Stated task: Every line of the records must be repeated exactly; pictures stay out.

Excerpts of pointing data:
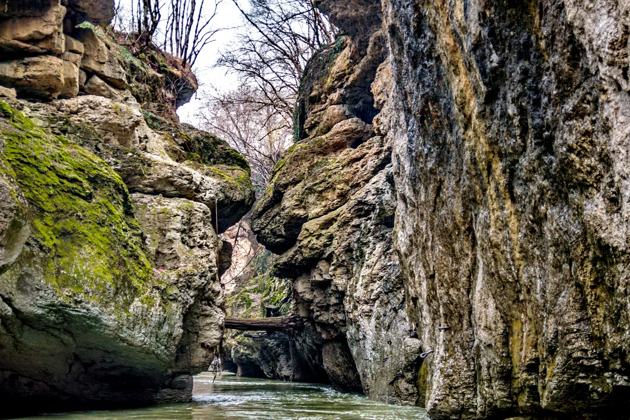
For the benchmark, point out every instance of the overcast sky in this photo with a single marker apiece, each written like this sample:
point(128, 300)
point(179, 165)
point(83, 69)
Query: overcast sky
point(228, 17)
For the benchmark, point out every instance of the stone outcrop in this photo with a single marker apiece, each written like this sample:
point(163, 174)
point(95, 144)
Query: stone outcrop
point(330, 212)
point(507, 124)
point(109, 255)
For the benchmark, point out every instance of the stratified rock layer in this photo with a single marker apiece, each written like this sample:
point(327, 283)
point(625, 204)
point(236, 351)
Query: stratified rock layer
point(330, 211)
point(509, 125)
point(109, 256)
point(511, 225)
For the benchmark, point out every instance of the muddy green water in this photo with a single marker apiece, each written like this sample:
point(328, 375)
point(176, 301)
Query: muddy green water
point(243, 398)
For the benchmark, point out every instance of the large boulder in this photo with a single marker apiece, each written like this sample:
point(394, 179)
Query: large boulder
point(34, 35)
point(41, 76)
point(101, 56)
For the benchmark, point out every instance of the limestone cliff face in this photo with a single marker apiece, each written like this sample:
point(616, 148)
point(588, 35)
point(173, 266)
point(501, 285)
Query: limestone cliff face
point(109, 276)
point(330, 212)
point(512, 223)
point(508, 123)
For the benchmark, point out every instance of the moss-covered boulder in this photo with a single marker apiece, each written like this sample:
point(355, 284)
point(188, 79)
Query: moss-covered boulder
point(88, 313)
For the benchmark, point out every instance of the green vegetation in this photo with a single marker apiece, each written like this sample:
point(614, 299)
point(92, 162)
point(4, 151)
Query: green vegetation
point(80, 213)
point(267, 289)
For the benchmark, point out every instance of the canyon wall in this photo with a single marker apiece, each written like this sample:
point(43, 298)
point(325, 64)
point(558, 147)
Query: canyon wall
point(507, 123)
point(109, 255)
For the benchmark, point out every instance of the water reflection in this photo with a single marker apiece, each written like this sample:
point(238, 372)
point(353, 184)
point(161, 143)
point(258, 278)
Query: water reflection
point(243, 398)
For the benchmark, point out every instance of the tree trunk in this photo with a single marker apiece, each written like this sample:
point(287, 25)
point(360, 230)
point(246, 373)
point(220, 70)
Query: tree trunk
point(289, 323)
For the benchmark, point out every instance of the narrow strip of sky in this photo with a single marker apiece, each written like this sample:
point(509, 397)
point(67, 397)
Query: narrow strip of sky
point(209, 76)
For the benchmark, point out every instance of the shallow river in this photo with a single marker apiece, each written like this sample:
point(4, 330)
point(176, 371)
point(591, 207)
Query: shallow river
point(243, 398)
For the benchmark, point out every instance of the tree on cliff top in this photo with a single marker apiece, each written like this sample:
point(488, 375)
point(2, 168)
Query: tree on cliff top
point(180, 27)
point(269, 56)
point(278, 39)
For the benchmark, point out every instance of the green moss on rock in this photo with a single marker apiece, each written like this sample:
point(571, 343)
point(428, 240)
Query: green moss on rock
point(80, 212)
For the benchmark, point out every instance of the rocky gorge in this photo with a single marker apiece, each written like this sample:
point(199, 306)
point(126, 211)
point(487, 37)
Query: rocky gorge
point(457, 191)
point(450, 224)
point(109, 255)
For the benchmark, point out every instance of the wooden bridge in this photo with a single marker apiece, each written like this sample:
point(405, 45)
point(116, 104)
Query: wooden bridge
point(289, 324)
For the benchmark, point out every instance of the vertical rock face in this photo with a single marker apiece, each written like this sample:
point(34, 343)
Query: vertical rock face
point(509, 125)
point(330, 213)
point(109, 258)
point(512, 222)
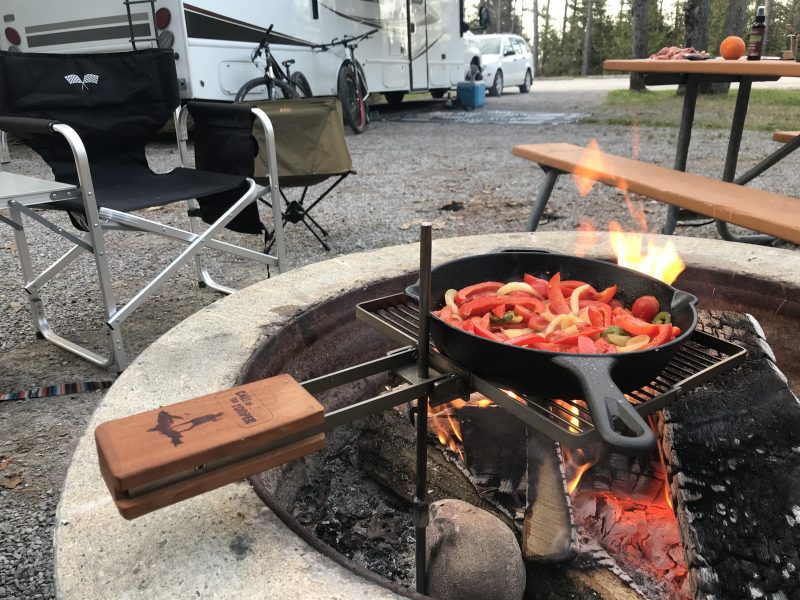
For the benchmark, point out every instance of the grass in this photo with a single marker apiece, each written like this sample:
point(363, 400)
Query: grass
point(768, 109)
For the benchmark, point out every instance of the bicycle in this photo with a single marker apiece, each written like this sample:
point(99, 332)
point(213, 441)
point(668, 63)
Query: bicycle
point(351, 82)
point(291, 85)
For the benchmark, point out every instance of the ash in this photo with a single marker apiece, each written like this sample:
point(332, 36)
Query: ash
point(358, 518)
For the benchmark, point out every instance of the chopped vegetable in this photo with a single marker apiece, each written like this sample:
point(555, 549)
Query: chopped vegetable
point(645, 308)
point(558, 316)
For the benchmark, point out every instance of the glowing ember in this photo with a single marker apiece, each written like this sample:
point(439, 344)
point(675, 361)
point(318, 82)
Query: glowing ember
point(660, 262)
point(576, 463)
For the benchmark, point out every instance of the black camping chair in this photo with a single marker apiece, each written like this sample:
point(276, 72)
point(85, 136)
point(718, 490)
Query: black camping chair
point(89, 117)
point(311, 149)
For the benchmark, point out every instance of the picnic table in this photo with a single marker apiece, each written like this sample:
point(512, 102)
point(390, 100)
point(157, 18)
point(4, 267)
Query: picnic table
point(691, 73)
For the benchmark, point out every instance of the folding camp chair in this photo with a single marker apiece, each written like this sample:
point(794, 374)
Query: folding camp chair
point(89, 117)
point(310, 144)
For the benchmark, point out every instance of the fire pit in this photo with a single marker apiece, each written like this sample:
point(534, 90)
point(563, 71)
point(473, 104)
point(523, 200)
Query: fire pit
point(225, 542)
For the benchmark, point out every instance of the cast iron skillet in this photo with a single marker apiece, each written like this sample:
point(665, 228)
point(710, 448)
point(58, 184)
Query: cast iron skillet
point(599, 379)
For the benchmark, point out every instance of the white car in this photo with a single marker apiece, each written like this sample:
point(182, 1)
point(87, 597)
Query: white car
point(506, 60)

Response for this exercise:
For the benchmark, point out every instance of the overcast sky in this photo with a single marker apiece, each written like this sample:
point(128, 300)
point(179, 165)
point(83, 69)
Query: overcast sky
point(228, 17)
For the benchmark, point out every instance of the stone outcrop in this photo with a single marker apiece, each written like this sample:
point(163, 174)
point(95, 144)
Query: stone outcrop
point(330, 212)
point(507, 124)
point(109, 255)
For the benchmark, point out every instance of the stratified rock layer in this photo with a single marker apiece, each written like this sample:
point(327, 283)
point(625, 204)
point(236, 351)
Query: stratified rock layer
point(330, 211)
point(509, 125)
point(109, 256)
point(511, 225)
For the benchmark, point out every instance of the muddy green water in this photo with a single marker apiece, each written like this sample:
point(328, 375)
point(176, 301)
Query: muddy green water
point(243, 398)
For the benchmark, point out every instance of the large boulder in this photo with a single marker apiece, each written like this sample:
point(394, 179)
Query: large boulder
point(34, 35)
point(41, 76)
point(101, 56)
For the benchmark, point out every instance of the limestone cliff face in this photo with a single marker apiece, each written like this sample:
point(616, 148)
point(588, 35)
point(173, 266)
point(501, 285)
Query: limestone cliff face
point(109, 276)
point(330, 212)
point(512, 223)
point(508, 123)
For the benchmark, point out every instance of the moss-covered boulder in this photo with a single marker apiece, each written like this sample:
point(355, 284)
point(188, 79)
Query: moss-covered boulder
point(88, 313)
For the benchmark, point out every instance of the green vegetation in this photo with a single marker apiece, each written like this sample:
point(614, 299)
point(92, 162)
point(4, 151)
Query: green vegetation
point(80, 213)
point(267, 289)
For the benchmark, point out every instance of the canyon wall in this photo with a single marker apiece, each written like this sample:
point(43, 298)
point(325, 64)
point(558, 147)
Query: canyon wall
point(507, 123)
point(109, 255)
For the benchmark, point out every instance of the water reflection in this photo with a single marker apiece, each written like this sample:
point(238, 372)
point(353, 184)
point(161, 143)
point(258, 278)
Query: water reflection
point(243, 398)
For the benchmark, point out every instance of the tree trunk in this photo with a single marker apiece, each written like this sample:
point(287, 25)
point(360, 230)
point(246, 373)
point(220, 70)
Query: tree trunk
point(289, 323)
For the benchmark, point out every instance of the narrow strip of sky in this photo with a single marker apiece, each written like this sample:
point(509, 397)
point(67, 397)
Query: narrow strip of sky
point(209, 76)
For the benchmark, point out every instance of the shallow river in this photo with a single marker apiece, each written like this sample:
point(4, 330)
point(176, 371)
point(591, 207)
Query: shallow river
point(243, 398)
For the benchmark, point out every instance of the tree on cliff top in this photo with a single marker apiece, each written like this sample:
point(488, 375)
point(2, 168)
Query: tree on cliff top
point(180, 27)
point(269, 56)
point(278, 39)
For the benchmark, point out every instance of the green moss on rock in this photo with a single marker apiece, each written like this sample:
point(571, 343)
point(428, 240)
Query: green moss on rock
point(80, 212)
For the benchmark, point out every instance of the rocky gorge in this photo with a single marker apiece, each written like this sample:
point(199, 306)
point(126, 211)
point(487, 37)
Query: rocky gorge
point(457, 191)
point(450, 224)
point(109, 255)
For the benchmark, point out every instance of the wooden bridge in this photo with a single marker apiece, each written like this sample:
point(405, 45)
point(116, 104)
Query: wooden bridge
point(289, 324)
For the benchmark, point out every instance of the vertical rock face in this photo with a single marker apiece, each written like this sample:
point(34, 343)
Query: vertical rock face
point(509, 125)
point(330, 213)
point(109, 258)
point(512, 222)
For the benchmark, point out every instance of the grass in this photo with a single marker apiece, each written like this sample:
point(363, 400)
Query: grass
point(768, 109)
For the benchmark, point out every instance of the bicycle in this photo with a single marker apiece, each written like this sample:
point(99, 332)
point(213, 441)
point(668, 63)
Query: bicycle
point(351, 82)
point(291, 85)
For the benchmark, point out every instance of the ash in this photo with a single marker apiece, each written like this sample:
point(332, 36)
Query: ash
point(358, 518)
For the benchmark, point out every instance of the chopped vegetable in this photo with a single marker apiece, each written like this sample:
point(555, 549)
Query: chopped vegetable
point(645, 308)
point(558, 316)
For the benchmark, point out every instance of the glowing ember in this photo with a single marker apiece, each written like this sample:
point(439, 344)
point(675, 361)
point(318, 82)
Query: glowing ember
point(660, 262)
point(576, 463)
For the benchmark, point out every instance of the black camping chair in this photo with a single marker apiece, each written like this sample:
point(276, 72)
point(85, 136)
point(718, 490)
Query: black camping chair
point(89, 117)
point(311, 149)
For the benchmark, point out every instance of the picnic table in this photo with a single marker apiece, each written like this sample:
point(512, 102)
point(390, 100)
point(157, 18)
point(4, 267)
Query: picnic table
point(691, 73)
For the benchmark, point out every instance of the folding camp chair in this photo with a single marker apiece, each written like this sample:
point(794, 374)
Query: folding camp chair
point(89, 117)
point(310, 144)
For the benchmark, point out every instance of the fire pit in this photo with a single marker apiece, each written like this sample:
point(534, 90)
point(563, 71)
point(473, 104)
point(523, 200)
Query: fire pit
point(225, 542)
For the benchmark, point out every instance of the cast iron skillet in this photo with a single marker apiece, each written like this sample:
point(665, 228)
point(710, 448)
point(58, 184)
Query: cast iron skillet
point(599, 379)
For the benchmark, point out every instance of the white car in this photo with a single marker apiece, each written like this sample:
point(182, 1)
point(87, 597)
Query: white car
point(506, 60)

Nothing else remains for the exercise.